▸ **Your objective**: Keep the wording of each record exactly the same when you repeat it, and leave out pictures.

※ ※ ※

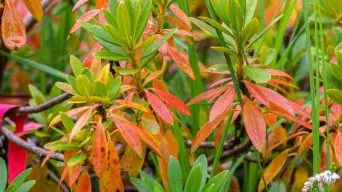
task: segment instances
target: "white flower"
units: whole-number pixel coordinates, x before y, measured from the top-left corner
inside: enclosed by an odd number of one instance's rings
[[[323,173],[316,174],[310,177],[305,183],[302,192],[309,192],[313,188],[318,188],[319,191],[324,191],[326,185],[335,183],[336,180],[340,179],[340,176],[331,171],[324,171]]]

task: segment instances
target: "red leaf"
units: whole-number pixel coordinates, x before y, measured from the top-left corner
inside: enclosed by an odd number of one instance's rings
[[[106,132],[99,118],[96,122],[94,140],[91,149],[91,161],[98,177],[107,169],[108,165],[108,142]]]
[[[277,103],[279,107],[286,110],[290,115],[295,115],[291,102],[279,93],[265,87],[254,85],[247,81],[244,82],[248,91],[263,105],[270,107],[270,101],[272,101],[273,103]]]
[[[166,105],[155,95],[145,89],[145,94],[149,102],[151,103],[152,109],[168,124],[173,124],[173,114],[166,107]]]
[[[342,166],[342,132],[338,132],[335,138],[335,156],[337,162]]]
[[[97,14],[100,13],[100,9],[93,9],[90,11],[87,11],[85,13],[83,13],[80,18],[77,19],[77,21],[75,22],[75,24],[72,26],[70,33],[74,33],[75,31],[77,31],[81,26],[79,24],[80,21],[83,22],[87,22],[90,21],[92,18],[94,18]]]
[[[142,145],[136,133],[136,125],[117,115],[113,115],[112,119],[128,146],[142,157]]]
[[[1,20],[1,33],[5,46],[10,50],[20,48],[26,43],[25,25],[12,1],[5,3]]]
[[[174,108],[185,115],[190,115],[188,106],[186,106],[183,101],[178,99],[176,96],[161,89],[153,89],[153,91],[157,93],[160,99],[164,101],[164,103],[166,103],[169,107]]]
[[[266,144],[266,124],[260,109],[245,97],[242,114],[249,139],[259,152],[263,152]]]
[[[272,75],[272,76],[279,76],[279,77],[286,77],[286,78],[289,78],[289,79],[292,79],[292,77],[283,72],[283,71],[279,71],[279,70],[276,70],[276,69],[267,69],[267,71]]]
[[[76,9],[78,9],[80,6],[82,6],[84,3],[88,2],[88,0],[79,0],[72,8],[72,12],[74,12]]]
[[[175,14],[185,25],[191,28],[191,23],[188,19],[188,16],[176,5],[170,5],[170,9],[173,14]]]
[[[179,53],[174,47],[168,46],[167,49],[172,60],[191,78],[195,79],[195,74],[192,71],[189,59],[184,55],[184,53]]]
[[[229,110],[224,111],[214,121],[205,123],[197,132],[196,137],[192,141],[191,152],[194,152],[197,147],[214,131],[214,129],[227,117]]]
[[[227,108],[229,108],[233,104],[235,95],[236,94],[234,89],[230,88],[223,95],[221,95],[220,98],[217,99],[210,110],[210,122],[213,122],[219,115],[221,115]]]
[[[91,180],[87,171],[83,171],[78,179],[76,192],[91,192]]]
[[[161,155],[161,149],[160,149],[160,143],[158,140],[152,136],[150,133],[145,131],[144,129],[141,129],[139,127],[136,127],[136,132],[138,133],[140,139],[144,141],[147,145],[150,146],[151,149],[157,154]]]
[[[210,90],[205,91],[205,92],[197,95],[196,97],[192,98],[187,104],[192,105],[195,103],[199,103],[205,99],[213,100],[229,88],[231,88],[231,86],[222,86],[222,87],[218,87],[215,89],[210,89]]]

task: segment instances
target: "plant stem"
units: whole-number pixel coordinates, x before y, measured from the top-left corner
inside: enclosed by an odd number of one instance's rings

※ ※ ※

▸ **Exercise answer**:
task: segment instances
target: "white flower"
units: whole-number pixel coordinates, x before y, measured from the top-left corner
inside: enclosed by an odd number of one instance's rings
[[[323,173],[316,174],[310,177],[305,183],[302,192],[309,192],[313,188],[318,188],[319,191],[324,191],[326,185],[335,183],[336,180],[340,179],[340,176],[331,171],[324,171]]]

task: segment instances
target: "red leaf"
units: whole-number pixel coordinates, x before y, measured from the top-left corner
inside: enclosed by an odd number of one instance's rings
[[[106,132],[99,118],[96,122],[94,140],[91,149],[91,161],[98,177],[107,169],[108,165],[108,142]]]
[[[277,103],[279,107],[286,110],[290,115],[295,115],[291,102],[279,93],[265,87],[254,85],[247,81],[244,82],[248,91],[263,105],[270,107],[270,101],[272,101],[273,103]]]
[[[166,105],[155,95],[145,89],[145,94],[149,102],[151,103],[152,109],[168,124],[173,124],[173,114],[166,107]]]
[[[342,166],[342,132],[338,132],[335,138],[335,156],[337,162]]]
[[[97,14],[100,13],[100,9],[93,9],[90,11],[87,11],[85,13],[83,13],[80,18],[77,19],[77,21],[75,22],[75,24],[72,26],[70,33],[74,33],[75,31],[77,31],[81,26],[79,24],[80,21],[83,22],[87,22],[90,21],[92,18],[94,18]]]
[[[142,145],[136,133],[136,125],[117,115],[113,115],[112,119],[128,146],[142,157]]]
[[[1,20],[1,33],[5,46],[10,50],[20,48],[26,43],[25,25],[12,1],[5,3]]]
[[[174,108],[185,115],[190,115],[188,106],[186,106],[183,101],[178,99],[176,96],[161,89],[153,89],[153,91],[157,93],[160,99],[164,101],[164,103],[166,103],[169,107]]]
[[[266,144],[266,124],[260,109],[245,97],[242,114],[249,139],[259,152],[263,152]]]
[[[272,75],[272,76],[279,76],[279,77],[286,77],[286,78],[289,78],[289,79],[292,79],[292,77],[283,72],[283,71],[279,71],[279,70],[276,70],[276,69],[267,69],[267,71]]]
[[[76,9],[78,9],[80,6],[82,6],[84,3],[88,2],[88,0],[79,0],[72,8],[72,12],[74,12]]]
[[[175,14],[185,25],[191,28],[191,23],[188,19],[188,16],[176,5],[170,5],[170,9],[173,14]]]
[[[179,53],[174,47],[168,46],[167,49],[172,60],[191,78],[195,79],[195,74],[192,71],[189,59],[184,55],[184,53]]]
[[[229,110],[224,111],[214,121],[205,123],[197,132],[196,137],[192,141],[191,152],[194,152],[197,147],[214,131],[214,129],[227,117]]]
[[[227,108],[229,108],[233,104],[235,95],[236,94],[234,89],[230,88],[223,95],[221,95],[220,98],[217,99],[210,110],[210,122],[213,122],[219,115],[221,115]]]
[[[91,180],[87,171],[83,171],[78,179],[76,192],[91,192]]]
[[[161,155],[161,149],[160,149],[160,143],[158,140],[152,136],[150,133],[145,131],[144,129],[141,129],[139,127],[136,127],[136,132],[138,133],[140,139],[144,141],[147,145],[150,146],[151,149],[157,154]]]
[[[210,90],[205,91],[205,92],[197,95],[196,97],[192,98],[187,104],[192,105],[195,103],[199,103],[205,99],[213,100],[229,88],[231,88],[231,86],[222,86],[222,87],[218,87],[215,89],[210,89]]]

task: segment instances
target: "plant stem"
units: whole-number pixel coordinates, x before y, measured from the top-left corner
inside: enclosed by an odd number of one instance's rings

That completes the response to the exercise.